Required work:
Find how many lines of the records hold the string "rough" and reply with only that total.

Source information:
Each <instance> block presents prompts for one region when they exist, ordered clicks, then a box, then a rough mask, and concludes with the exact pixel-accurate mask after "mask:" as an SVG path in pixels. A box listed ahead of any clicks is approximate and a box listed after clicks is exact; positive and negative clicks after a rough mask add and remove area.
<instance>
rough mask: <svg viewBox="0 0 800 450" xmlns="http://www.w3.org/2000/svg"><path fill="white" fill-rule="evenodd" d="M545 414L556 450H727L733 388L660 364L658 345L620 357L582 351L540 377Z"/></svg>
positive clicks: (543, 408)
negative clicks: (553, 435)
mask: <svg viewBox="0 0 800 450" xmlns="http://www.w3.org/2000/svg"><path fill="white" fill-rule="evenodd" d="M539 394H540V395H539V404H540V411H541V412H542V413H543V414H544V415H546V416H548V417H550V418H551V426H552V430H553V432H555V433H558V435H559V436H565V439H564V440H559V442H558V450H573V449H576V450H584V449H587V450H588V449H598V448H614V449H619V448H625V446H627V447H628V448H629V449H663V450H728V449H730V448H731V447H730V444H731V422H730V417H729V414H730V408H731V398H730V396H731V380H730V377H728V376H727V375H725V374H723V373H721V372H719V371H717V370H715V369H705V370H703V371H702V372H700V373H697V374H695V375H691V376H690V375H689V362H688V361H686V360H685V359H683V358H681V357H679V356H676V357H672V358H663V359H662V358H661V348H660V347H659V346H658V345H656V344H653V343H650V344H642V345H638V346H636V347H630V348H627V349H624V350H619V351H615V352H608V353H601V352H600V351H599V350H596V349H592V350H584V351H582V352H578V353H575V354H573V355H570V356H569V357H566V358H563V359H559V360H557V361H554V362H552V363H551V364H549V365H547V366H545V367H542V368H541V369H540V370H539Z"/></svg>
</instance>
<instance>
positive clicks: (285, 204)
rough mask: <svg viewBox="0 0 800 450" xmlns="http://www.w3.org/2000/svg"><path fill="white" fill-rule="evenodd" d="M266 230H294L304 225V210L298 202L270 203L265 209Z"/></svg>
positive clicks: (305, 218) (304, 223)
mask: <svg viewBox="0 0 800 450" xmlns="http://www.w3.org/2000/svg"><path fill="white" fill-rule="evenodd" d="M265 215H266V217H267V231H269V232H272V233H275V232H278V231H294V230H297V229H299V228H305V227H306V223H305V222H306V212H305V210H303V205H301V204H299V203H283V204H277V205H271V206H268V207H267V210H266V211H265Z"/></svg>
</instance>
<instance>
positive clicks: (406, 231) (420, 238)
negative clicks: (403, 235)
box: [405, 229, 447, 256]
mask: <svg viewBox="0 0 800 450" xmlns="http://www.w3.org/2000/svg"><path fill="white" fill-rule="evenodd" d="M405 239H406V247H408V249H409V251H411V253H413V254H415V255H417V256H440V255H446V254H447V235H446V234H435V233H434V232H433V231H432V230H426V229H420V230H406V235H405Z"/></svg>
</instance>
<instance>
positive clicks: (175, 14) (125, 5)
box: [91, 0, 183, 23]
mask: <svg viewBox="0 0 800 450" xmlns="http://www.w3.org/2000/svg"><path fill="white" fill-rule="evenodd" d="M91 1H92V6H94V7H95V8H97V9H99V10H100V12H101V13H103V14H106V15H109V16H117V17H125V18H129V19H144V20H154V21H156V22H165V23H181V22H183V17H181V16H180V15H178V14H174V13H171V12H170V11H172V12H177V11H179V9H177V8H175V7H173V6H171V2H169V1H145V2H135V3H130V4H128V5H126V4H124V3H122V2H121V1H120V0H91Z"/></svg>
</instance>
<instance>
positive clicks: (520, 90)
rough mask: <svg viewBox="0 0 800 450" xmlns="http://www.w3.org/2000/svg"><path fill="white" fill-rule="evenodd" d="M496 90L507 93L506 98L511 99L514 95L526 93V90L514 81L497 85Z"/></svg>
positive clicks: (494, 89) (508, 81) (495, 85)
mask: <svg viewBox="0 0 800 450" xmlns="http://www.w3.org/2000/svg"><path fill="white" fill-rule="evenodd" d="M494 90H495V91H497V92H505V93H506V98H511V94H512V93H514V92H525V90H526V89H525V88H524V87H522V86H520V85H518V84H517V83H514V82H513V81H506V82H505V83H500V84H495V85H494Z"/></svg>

Finished task:
4